Goal -
Extract the listing in its entirety, keeping each line identical to the original.

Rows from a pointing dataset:

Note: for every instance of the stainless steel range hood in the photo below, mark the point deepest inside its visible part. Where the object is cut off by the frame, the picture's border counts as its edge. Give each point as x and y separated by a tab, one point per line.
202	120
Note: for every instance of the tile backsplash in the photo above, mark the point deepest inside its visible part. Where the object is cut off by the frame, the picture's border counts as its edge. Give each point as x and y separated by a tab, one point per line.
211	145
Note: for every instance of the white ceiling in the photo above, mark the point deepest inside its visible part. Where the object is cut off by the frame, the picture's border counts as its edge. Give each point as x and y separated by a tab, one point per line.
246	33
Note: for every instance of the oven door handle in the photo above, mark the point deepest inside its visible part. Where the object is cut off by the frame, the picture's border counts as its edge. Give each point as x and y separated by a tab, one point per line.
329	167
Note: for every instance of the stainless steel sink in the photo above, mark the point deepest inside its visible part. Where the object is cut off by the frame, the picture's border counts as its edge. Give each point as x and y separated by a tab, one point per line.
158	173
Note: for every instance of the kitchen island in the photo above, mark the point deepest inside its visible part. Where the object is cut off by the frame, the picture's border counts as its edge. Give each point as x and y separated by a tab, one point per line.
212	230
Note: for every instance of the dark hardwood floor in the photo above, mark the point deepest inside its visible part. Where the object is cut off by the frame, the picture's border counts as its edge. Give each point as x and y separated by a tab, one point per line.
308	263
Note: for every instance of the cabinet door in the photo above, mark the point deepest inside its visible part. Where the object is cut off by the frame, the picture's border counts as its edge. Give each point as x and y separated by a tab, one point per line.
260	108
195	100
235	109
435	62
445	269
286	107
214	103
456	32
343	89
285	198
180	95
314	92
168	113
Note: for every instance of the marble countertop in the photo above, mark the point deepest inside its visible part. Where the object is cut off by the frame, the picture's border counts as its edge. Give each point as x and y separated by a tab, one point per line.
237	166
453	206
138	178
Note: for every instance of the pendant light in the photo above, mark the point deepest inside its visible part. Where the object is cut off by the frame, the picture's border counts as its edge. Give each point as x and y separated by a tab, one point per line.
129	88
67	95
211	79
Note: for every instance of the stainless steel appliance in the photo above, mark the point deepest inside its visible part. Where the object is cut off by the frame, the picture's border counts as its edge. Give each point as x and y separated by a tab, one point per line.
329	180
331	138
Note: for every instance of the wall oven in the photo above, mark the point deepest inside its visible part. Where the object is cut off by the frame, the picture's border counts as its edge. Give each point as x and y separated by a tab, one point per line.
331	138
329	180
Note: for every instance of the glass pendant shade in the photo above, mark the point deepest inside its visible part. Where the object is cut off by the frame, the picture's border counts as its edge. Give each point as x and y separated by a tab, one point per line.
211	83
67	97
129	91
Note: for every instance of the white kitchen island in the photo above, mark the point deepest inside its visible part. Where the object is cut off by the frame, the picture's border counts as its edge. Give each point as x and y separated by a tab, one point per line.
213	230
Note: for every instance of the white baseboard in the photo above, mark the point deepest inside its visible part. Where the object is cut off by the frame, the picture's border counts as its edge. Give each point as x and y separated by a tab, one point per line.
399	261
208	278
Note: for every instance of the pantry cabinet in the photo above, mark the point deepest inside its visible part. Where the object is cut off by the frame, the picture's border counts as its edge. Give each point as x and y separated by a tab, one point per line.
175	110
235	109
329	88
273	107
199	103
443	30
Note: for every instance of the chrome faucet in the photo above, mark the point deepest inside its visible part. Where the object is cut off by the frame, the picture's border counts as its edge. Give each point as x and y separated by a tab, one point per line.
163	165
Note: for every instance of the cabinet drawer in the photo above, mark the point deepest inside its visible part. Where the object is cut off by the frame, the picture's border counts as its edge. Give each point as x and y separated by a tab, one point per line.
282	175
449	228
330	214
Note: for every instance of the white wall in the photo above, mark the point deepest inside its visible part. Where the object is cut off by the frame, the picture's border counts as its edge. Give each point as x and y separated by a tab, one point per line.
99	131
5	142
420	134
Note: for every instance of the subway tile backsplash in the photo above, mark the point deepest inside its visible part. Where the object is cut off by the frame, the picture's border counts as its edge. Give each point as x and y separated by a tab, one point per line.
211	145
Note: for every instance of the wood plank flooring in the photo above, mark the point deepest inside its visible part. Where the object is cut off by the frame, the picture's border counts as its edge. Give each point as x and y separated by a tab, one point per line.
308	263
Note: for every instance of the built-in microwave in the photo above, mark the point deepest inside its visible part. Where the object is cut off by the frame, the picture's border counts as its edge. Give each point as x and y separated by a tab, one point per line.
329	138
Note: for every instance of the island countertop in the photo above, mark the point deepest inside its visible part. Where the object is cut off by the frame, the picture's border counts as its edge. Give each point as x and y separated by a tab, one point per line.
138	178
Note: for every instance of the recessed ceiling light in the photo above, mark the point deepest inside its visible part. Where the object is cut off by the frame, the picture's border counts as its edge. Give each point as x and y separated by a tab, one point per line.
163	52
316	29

Expected answer -
Note: for every instance of the stainless steel range hood in the photo below, mark the point deepest inside its visible part. Where the object is cut off by the frame, the picture's border counts as its edge. Give each point as x and y separated by a tab, one point per line.
202	120
Note: for every instance of the tile backsplash in the photo above, mark the point deepest inside its visible part. Where the object is cut off by the frame, the picture's border counts as its edge. Give each point as x and y separated by a tab, one point per line.
211	145
Note: for every instance of the white ceiling in the photo above, mark the point deepest inside its visible part. Where the object is cut off by the frame, the picture's border counts as its edge. Give each point as x and y separated by a tab, one point per line.
246	33
Note: for every instance of the oven door handle in the photo above, mark the point deepest inside its visible part. Where the object is cut off by the frame, the picture's border counts as its edge. Give each point as x and y separated by a tab, one point per line.
329	167
Note: for every instance of the stainless steel sink in the photo above, mark the point deepest inside its visible part. Where the object is cut off by the frame, the picture's border counts as its edge. Give each point as x and y separated by a tab, one point per line.
158	173
Note: for every instance of the kitchen island in the photo above, mark the point deepest inside its visible part. Where the object is cut off by the frame, the picture's border counts as its edge. Give each point as x and y separated by a tab, one point per line.
212	230
Note: for every instance of the dark hardwood floor in the photo above, mark the point deepest inside its visible part. Where the object is cut off by the frame, the picture's border counts as its edge. Give each point as x and y separated by a tab, one point per line.
308	263
Note: for every instance of the cabinet door in the photo above, mark the point deepest inside its visible part. Where the object is cut off by the frame, the picture's border counts as its edge. Give each point as x and y separated by a tab, one point per line.
260	108
195	100
235	109
435	62
445	269
286	107
214	103
456	32
343	89
285	198
180	95
314	92
168	113
Note: for every instance of the marble countertop in the photo above, mark the point deepest inside its visible part. Where the object is cut off by the frame, the picture's border counts as its edge. Give each point as x and y separated by a tab, one point per line.
237	166
453	206
138	178
Note: for every instance of the pendant light in the photo above, mark the point deepest inside its visible part. Where the object is cut off by the frame, the picture's border counts as its edge. Give each point as x and y separated by a tab, one point per line.
129	88
67	95
211	79
Note: for every instance of the stainless steel appliance in the photo above, mark the point deepest inside its visible part. Where the object is cut off by the frame, the picture's border counts as its edge. Give each point as x and y separated by a tab, one point per line.
329	180
331	138
Note: for every instance of the wall oven in the photo above, mark the point deepest inside its visible part. Where the object is cut off by the frame, the picture's border counts as its edge. Give each point as x and y separated by a tab, one point per line.
331	138
329	180
Note: for every instance of the glass pendant shade in the photo above, mark the point deepest inside its visible part. Where the object is cut off by the frame, the picture's border counts as its edge. Give each point as x and y separated by a tab, one point per line.
211	83
67	97
129	91
Note: for every instance of the white kitchen island in the photo above, mark the point deepest inside its visible part. Where the object is cut off by the frame, the picture's border counts as its edge. Give each point as x and y separated by a tab, one point per line.
213	230
Note: for every instance of the white baseboard in the photo above, mark the point deepest inside its visible part. Where the object is cut off by the frame, the picture's border counts as its edge. Give each point as x and y separated by a tab, one point per line.
399	261
208	278
Note: for every instance of the pantry cabinet in the photo above, mark the point deepest inside its visible part. Where the object is cut off by the frame, the picture's border counts as its edge. Give each point as x and y separated by a tab, one point per line.
175	110
235	109
329	88
273	107
199	103
443	30
Note: for every instance of the chrome faucet in the photo above, mark the point deepest inside its visible part. Where the object is cut off by the frame, the picture's border counts as its edge. Give each point as x and y separated by a tab, one point per line.
163	165
Note: for every instance of the cabinet drawer in the photo above, mark the point deepest inside its visible part. Where the object is cut off by the frame, the picture's border counts as its edge. Give each point as x and y separated by a tab, one point per line.
282	175
449	228
330	214
Note: for every instance of the white wall in the photo above, mark the point deepest inside its visible part. Where the object is cut off by the frame, the picture's border counts as its edge. Give each point as x and y separated by a tab, one point per line.
99	131
5	142
420	134
Note: for every instance of the subway tile backsplash in the photo above, mark the point deepest inside its visible part. Where the object is cut off by the frame, the picture's border counts as its edge. Give each point as x and y separated by a tab, one point per line.
211	145
Note: for every instance of the wood plank flooring in the photo above, mark the point deepest inside its visible part. Where the object is cut off by the frame, the picture's border counts as its edge. Give each point as x and y separated by a tab, one point per line.
308	263
Note: for every instance of the built-in microwave in the photo above, mark the point deepest inside its visible part. Where the object is cut off by the frame, the picture's border counts as its edge. Give each point as x and y separated by a tab, one point per line.
329	138
Note: for every instance of the island countertop in the photo above, mark the point deepest inside its visible part. Where the object is cut off by the frame, the picture's border counts as its edge. Give each point as x and y separated by a tab, one point per line.
138	178
Note: for every instance of the recessed ceiling light in the photo above, mark the point deepest inside its visible part. Where the object is cut off by the frame, the picture's border counts as its edge. Give each point as x and y separated by a tab, one point per line.
163	52
316	29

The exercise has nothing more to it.